• [UIT TE VOEREN TAKEN]
• a. Noem alle datums die in het uittreksel voorkomen.
• b. Leg in één tot drie zinnen uit waarom de zaak die tot het verstekvonnis van 17 februari 1993 heeft geleid volgens het uittreksel niet als hoofdzaak kan gelden.
• c. Schrijf het uittreksel over het conservatoir beslag verder vanaf de laatste zin.

• [UITTREKSEL]
De achtergrond van deze regeling is dat een conservatoir beslag dient tot bewaring van recht, maar dat vervolgens binnen een redelijke termijn in een procedure moet worden vastgesteld of dat recht daadwerkelijk bestaat.
4.3.
Dat na de onder 2.1 vermelde beslagleggingen op 20 juli 1992 en op 4 augustus 1992 een hoofdzaak is ingesteld is niet gebleken.
[gedaagde] heeft zich op het onder 2.2. genoemde en aan dit vonnis gehechte verstekvonnis beroepen. De dagvaarding die tot dat vonnis heeft geleid en aan het vonnis is gehecht is uitgebracht op 16 november 1992. Dat vonnis verwijst echter naar een ander beslag, namelijk een op 12 november 1992 gelegd conservatoir beslag, terwijl het in deze zaak gaat om beslagen die gelegd zijn op 20 juli 1992 en op 4 augustus 1992. De zaak die tot het verstekvonnis van 17 februari 1993 heeft geleid kan dus niet als hoofdzaak gelden met betrekking tot de op 20 juli 1992 en op 4 augustus 1992 gelegde beslagen. Overigens kan nergens uit worden afgeleid dat met betrekking tot die beslagen een hoofdzaak is ingesteld, laat staan dat dit tijdig (dat wil zeggen binnen de door de president bepaalde termijn) is gebeurd.

• [AANGELEVERD MATERIAAL]

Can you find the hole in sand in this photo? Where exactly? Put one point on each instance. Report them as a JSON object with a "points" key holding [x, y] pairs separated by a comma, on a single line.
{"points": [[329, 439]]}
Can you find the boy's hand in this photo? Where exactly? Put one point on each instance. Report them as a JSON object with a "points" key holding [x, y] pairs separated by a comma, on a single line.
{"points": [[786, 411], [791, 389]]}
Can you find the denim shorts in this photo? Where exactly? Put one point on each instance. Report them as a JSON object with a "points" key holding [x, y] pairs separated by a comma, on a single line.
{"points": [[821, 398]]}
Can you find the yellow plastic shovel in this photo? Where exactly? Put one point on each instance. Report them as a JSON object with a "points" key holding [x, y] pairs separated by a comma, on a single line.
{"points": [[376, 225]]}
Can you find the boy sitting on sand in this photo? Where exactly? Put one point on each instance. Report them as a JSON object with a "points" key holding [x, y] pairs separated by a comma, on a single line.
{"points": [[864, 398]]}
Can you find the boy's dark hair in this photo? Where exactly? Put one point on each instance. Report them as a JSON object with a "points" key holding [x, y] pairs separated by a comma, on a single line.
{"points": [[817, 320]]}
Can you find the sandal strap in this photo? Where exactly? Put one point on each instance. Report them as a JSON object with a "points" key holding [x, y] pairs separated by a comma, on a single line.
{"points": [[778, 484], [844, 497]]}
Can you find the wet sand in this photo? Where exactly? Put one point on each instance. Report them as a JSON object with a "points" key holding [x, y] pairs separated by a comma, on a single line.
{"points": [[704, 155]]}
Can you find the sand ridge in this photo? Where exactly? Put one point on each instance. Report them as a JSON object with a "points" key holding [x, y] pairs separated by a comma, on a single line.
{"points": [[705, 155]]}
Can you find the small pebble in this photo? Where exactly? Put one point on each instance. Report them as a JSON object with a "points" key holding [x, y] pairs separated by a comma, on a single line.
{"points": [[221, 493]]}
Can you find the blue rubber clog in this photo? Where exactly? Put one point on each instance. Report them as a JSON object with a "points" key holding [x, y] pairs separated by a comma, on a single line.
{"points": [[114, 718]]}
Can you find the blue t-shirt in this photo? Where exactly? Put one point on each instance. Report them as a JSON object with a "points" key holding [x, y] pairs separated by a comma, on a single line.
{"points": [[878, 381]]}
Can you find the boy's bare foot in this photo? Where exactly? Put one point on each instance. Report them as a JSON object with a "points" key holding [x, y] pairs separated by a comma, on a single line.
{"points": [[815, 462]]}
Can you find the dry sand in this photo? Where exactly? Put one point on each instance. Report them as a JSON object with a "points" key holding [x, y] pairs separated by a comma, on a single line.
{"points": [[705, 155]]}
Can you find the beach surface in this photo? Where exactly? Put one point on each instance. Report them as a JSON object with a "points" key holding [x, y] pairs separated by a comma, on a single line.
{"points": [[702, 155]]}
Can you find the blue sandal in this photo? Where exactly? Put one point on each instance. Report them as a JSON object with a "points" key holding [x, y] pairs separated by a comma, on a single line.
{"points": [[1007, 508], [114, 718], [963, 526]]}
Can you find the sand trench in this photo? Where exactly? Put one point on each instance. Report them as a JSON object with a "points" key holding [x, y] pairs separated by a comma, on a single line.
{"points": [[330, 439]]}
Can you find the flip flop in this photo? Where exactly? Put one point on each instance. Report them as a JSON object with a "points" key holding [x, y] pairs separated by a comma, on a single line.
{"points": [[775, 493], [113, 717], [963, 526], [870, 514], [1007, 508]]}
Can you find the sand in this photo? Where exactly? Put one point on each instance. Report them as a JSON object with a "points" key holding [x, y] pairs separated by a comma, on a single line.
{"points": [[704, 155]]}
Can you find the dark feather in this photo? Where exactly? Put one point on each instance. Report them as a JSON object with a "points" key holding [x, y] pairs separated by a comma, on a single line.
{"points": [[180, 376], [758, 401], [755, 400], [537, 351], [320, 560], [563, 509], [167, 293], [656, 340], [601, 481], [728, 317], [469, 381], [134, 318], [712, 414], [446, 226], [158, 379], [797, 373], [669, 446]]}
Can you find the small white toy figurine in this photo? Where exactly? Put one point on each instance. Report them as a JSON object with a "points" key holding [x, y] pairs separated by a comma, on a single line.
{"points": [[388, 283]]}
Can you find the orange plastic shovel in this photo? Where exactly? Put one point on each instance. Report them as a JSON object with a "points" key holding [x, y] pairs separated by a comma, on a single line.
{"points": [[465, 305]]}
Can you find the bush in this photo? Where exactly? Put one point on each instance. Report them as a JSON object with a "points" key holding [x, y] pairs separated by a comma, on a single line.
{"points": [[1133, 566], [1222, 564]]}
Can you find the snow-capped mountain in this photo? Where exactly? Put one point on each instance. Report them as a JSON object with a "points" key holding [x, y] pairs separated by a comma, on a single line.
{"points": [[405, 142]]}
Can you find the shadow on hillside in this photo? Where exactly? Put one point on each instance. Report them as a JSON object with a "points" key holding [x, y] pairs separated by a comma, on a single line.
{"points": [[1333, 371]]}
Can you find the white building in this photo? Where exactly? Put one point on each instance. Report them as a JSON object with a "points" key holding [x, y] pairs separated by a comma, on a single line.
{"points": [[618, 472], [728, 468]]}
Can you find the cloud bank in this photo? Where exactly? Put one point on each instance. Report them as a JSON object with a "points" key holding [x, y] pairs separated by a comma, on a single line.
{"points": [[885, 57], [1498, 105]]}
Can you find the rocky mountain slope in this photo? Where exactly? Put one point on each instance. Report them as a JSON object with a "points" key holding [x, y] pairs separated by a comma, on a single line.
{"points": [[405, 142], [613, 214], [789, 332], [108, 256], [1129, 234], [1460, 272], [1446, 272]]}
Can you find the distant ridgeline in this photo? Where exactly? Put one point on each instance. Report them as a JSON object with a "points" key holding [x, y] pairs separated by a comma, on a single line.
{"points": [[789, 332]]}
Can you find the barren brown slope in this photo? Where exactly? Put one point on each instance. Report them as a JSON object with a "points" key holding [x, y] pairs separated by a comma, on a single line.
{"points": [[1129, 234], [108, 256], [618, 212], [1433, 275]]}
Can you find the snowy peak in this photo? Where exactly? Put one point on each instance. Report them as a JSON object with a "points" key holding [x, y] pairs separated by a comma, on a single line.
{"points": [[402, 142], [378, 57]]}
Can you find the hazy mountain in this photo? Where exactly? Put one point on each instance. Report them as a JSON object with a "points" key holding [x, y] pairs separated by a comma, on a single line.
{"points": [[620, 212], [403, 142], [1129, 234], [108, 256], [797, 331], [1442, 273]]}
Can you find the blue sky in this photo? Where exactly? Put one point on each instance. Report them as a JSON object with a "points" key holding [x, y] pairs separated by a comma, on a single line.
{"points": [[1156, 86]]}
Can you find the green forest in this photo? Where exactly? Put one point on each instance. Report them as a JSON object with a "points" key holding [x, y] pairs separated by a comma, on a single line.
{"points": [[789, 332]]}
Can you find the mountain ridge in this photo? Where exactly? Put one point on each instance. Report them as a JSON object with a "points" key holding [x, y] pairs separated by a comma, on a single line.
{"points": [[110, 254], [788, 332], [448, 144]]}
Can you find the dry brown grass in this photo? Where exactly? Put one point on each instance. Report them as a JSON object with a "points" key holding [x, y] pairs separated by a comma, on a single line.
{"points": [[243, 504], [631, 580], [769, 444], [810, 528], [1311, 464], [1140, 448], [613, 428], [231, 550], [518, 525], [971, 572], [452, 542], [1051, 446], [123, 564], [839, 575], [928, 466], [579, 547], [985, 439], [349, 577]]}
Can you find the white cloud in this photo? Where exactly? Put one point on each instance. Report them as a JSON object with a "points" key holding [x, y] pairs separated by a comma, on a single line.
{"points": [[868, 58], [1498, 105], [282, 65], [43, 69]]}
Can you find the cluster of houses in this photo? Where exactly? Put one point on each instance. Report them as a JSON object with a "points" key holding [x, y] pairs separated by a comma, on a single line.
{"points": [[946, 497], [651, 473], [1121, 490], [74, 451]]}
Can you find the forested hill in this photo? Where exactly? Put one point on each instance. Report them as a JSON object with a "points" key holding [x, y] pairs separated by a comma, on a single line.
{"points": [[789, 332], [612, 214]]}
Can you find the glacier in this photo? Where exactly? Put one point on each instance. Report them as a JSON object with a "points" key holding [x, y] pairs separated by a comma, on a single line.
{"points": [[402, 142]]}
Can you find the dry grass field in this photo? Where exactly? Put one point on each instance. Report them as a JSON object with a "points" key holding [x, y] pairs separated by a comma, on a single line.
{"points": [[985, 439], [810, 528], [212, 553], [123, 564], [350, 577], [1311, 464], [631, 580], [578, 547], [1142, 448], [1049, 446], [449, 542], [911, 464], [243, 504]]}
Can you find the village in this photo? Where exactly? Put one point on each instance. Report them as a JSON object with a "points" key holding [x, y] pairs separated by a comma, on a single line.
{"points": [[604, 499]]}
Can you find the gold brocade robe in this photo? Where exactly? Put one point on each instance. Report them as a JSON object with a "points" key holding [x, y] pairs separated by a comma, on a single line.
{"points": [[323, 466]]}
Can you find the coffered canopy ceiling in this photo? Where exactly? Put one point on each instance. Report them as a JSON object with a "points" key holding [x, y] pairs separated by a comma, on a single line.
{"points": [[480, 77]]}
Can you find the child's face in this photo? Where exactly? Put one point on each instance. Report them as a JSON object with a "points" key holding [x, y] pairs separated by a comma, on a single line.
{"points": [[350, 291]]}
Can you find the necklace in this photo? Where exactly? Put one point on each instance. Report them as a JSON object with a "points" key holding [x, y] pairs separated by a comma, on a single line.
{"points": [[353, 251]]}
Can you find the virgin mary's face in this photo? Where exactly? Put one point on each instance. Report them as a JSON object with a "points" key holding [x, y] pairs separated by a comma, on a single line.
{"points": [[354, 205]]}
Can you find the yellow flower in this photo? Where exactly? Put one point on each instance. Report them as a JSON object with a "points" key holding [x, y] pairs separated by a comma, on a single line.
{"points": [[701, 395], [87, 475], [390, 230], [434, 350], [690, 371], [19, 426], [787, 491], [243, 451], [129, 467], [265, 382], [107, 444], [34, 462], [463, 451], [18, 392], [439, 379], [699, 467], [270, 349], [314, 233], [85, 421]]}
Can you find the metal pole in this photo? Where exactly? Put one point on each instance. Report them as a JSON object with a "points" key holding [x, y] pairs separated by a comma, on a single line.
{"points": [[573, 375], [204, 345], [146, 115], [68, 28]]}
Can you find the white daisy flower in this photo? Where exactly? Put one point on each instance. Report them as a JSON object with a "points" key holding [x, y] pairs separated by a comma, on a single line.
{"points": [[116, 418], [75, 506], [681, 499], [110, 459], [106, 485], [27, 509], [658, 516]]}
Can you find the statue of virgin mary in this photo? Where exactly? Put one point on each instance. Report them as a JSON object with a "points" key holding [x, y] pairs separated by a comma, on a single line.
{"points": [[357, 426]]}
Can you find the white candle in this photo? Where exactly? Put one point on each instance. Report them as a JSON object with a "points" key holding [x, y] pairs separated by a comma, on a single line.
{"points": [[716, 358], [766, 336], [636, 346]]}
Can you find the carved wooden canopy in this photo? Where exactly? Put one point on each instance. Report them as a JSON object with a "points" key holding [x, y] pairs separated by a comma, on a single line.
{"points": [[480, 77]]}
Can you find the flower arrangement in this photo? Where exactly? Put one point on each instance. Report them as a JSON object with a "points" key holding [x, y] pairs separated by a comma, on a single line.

• [ANTWOORDEN PER TAAK]
• a.
- 20 juli 1992
- 4 augustus 1992
- 16 november 1992
- 12 november 1992
- 17 februari 1993

• b. Dat vonnis verwijst naar een ander beslag, namelijk een conservatoir beslag dat op 12 november 1992 is gelegd. In deze zaak gaat het echter om de beslagen die op 20 juli 1992 en op 4 augustus 1992 zijn gelegd.

• c.
4.4.
Dit betekent dat op grond van artikel 700 lid 3 Rv genoemde beslagen zijn vervallen. Hetgeen partijen over en weer verder hebben aangevoerd, behoeft daarom niet te worden besproken.
De gevorderde verklaring van waardeloosheid dient op grond van het bepaalde in artikel 3:29 BW lid 1 Burgerlijk Wetboek te worden toegewezen. Nu het gaat om een verklaring voor recht, zal deze niet uitvoerbaar bij voorraad worden verklaard.
4.5.
[gedaagde] zal als de in het ongelijk gestelde partij in de proceskosten worden veroordeeld. De kosten aan de zijde van Inhuizen worden begroot op:
- dagvaarding € 83,38
- griffierecht 656,00
- salaris advocaat
1.689,00(3 punten × tarief € 563)
Totaal € 2.428,38
4.6.
De gevorderde veroordeling in de nakosten is in het kader van deze procedure slechts toewijsbaar voor zover deze kosten op dit moment reeds kunnen worden begroot. De nakosten zullen dan ook worden toegewezen op de wijze zoals in de beslissing vermeld.

5.De beslissing

De rechtbank
5.1.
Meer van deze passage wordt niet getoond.